● ABOUT THIS TASK
Show every line of the records below that contains the word "wooden".

[Region pointing data]
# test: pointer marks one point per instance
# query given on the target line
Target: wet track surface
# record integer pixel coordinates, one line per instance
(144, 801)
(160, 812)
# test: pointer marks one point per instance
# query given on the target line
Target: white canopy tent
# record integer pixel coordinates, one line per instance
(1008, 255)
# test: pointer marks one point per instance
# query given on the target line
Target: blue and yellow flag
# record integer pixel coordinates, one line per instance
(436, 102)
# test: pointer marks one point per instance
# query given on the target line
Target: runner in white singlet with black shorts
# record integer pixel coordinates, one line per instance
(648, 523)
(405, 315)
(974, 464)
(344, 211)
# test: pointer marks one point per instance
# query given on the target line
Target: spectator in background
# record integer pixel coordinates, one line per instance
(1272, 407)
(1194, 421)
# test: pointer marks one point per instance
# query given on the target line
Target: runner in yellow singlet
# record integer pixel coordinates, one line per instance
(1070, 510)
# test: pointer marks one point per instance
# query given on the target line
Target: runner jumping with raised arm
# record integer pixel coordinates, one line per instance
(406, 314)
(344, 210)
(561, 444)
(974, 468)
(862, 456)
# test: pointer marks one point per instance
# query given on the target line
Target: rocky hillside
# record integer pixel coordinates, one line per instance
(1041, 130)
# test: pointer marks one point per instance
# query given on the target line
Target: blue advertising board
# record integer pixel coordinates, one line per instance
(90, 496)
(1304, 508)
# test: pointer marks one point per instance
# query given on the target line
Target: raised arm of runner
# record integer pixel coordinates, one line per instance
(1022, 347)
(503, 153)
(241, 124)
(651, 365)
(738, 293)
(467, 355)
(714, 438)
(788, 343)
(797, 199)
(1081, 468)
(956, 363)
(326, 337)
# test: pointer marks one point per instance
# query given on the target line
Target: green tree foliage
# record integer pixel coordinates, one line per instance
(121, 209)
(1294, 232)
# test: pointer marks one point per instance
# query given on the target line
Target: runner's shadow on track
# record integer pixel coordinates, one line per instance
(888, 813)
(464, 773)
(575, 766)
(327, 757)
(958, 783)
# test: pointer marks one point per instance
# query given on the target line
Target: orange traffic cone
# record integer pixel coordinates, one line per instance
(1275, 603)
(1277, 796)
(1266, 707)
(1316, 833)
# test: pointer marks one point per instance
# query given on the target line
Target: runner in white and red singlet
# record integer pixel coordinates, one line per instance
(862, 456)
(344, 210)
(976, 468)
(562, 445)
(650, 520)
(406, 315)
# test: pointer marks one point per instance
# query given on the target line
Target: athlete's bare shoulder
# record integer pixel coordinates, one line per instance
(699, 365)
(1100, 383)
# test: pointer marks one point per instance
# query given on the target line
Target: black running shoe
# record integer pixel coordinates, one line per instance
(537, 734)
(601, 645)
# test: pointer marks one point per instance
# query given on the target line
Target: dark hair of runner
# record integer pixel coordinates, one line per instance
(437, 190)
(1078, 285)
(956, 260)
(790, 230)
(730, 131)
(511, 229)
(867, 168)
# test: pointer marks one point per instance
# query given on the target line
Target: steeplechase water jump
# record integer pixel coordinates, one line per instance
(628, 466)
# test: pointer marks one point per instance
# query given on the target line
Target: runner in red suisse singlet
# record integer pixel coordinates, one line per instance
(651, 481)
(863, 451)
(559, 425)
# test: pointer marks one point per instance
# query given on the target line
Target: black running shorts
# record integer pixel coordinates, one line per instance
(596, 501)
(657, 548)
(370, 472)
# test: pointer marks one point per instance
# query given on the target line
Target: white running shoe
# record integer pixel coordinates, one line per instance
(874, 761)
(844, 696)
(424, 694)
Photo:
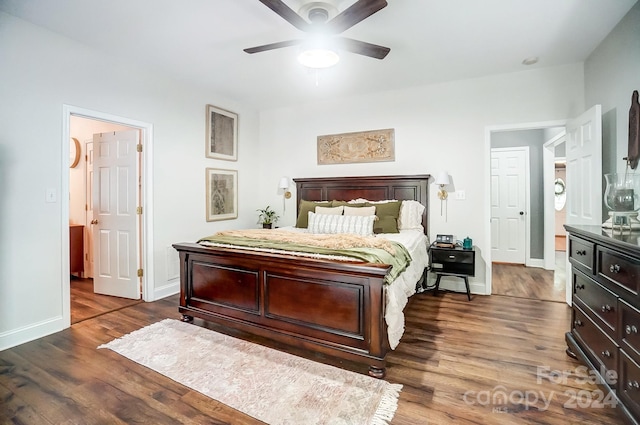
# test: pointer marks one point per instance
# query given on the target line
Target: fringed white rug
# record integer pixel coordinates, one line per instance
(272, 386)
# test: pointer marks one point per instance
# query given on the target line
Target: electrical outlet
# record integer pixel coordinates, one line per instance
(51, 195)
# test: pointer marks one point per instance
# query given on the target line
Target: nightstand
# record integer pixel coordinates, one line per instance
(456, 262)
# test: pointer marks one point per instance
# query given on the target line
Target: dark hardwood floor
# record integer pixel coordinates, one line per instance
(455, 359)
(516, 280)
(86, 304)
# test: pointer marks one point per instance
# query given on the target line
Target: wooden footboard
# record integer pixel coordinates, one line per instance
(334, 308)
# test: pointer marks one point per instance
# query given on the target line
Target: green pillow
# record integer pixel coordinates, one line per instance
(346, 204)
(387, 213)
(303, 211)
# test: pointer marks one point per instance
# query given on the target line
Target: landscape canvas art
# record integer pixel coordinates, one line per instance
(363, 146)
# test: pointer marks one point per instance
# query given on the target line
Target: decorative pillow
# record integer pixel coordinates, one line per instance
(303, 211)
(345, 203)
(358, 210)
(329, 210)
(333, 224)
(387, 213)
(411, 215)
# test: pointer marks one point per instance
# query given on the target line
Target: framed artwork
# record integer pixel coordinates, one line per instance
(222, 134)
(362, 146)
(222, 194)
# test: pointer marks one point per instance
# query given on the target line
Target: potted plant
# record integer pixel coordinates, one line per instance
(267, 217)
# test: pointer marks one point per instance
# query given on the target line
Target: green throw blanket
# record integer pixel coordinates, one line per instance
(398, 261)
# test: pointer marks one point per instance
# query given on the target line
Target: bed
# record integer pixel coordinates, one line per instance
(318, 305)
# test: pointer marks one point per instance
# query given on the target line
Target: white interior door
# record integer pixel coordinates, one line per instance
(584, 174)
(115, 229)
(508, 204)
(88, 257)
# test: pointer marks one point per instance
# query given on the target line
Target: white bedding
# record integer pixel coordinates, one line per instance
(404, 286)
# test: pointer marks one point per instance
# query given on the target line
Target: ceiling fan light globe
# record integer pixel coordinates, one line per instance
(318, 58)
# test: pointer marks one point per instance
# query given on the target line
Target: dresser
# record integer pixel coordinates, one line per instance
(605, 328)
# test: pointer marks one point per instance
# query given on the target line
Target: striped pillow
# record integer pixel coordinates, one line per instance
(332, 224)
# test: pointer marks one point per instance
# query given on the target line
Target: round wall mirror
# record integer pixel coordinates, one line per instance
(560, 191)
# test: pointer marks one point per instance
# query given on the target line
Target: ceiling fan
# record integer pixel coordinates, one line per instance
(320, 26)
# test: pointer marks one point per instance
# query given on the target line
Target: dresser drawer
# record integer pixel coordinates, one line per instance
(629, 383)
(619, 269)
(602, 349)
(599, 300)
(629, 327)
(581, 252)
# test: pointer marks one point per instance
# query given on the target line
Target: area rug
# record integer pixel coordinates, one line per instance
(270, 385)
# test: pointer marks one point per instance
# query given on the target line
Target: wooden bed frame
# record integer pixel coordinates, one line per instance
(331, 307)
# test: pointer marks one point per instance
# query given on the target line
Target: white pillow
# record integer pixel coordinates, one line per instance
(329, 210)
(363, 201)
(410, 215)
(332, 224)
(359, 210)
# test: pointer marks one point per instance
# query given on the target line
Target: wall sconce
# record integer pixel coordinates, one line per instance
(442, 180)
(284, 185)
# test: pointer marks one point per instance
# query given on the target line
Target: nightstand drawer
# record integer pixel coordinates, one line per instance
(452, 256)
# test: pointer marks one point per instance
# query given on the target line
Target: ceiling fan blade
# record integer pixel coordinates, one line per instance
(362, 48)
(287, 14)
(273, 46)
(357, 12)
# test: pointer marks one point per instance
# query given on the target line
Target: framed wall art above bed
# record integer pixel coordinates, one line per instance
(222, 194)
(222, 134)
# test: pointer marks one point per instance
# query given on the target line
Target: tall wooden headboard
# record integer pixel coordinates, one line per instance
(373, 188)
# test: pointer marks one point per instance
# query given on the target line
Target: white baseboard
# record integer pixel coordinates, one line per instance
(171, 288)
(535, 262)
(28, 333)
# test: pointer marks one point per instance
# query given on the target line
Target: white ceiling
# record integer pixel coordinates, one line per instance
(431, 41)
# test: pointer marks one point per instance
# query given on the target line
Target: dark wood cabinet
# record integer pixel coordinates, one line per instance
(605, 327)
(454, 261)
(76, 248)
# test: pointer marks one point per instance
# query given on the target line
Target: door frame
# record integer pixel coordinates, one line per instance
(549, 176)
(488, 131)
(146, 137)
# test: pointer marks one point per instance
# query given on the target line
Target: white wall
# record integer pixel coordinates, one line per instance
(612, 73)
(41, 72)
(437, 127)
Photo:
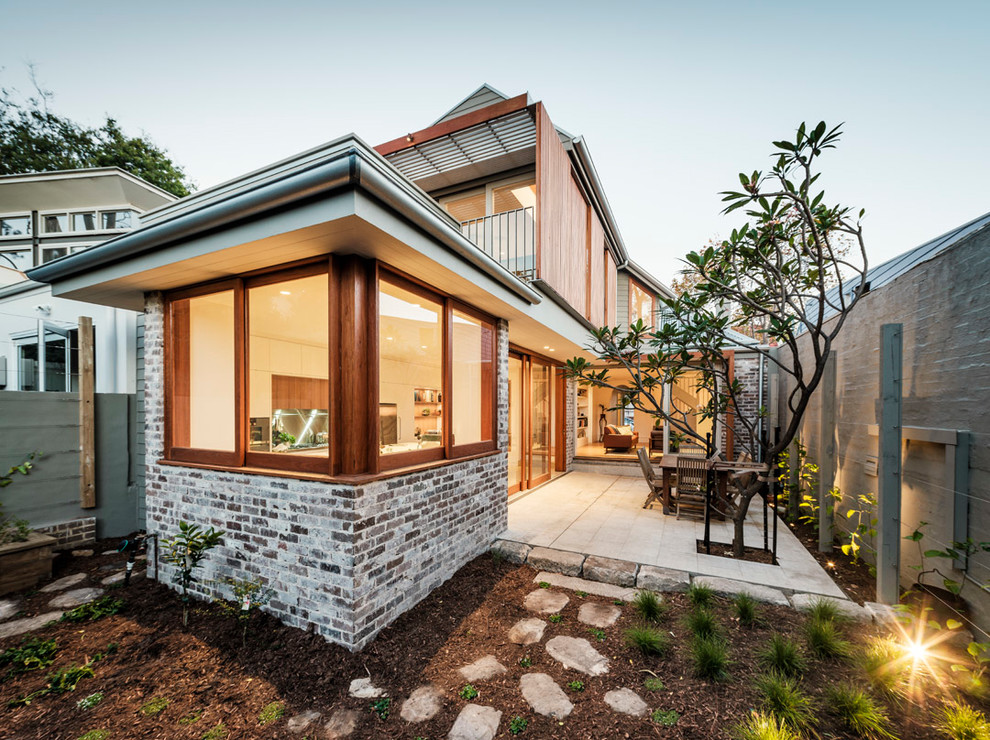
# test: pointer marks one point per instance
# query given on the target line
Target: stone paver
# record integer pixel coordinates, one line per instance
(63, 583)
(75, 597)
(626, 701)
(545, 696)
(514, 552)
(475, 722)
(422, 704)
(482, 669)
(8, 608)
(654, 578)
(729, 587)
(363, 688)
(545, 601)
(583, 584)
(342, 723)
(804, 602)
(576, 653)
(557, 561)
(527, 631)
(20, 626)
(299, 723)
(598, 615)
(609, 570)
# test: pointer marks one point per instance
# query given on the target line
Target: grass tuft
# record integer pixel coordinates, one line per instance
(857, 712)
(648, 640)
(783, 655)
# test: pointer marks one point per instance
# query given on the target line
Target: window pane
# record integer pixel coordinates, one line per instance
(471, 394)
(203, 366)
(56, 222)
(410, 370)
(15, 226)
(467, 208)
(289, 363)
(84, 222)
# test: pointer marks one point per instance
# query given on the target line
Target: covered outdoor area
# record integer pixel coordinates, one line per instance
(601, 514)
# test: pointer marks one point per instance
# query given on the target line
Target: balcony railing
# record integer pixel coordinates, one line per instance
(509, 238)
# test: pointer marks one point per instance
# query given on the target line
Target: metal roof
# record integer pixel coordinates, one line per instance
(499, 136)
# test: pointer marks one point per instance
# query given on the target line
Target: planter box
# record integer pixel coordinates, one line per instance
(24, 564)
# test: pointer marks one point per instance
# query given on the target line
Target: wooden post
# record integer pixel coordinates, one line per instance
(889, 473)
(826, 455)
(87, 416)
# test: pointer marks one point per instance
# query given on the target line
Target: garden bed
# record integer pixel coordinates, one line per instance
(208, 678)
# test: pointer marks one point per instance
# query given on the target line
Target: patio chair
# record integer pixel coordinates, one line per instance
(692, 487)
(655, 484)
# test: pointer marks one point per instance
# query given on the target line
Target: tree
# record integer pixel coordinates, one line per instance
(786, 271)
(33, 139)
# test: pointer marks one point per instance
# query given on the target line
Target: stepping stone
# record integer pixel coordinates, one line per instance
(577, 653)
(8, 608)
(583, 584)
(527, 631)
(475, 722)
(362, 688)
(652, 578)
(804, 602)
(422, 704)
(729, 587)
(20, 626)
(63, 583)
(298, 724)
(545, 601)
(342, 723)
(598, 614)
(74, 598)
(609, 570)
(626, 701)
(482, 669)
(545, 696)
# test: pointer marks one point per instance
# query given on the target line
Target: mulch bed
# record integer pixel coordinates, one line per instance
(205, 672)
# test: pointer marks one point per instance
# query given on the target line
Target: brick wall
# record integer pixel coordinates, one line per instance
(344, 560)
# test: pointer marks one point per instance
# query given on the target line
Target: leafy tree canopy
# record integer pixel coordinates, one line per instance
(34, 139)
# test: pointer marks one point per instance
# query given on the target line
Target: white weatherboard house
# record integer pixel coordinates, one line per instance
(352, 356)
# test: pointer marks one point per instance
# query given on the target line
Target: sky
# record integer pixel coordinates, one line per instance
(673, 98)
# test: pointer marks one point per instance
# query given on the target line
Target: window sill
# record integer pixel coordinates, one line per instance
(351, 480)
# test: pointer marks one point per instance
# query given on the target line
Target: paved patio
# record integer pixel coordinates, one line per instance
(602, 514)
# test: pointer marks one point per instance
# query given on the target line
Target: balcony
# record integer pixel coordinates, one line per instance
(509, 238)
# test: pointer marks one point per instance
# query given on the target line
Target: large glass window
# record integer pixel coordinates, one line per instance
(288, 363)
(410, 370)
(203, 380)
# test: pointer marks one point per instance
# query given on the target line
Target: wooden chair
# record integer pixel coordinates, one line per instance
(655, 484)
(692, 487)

● THE ANSWER
Target: wooden footboard
Target: wooden bed frame
Target: tall wooden headboard
Target: wooden post
Target: wooden chair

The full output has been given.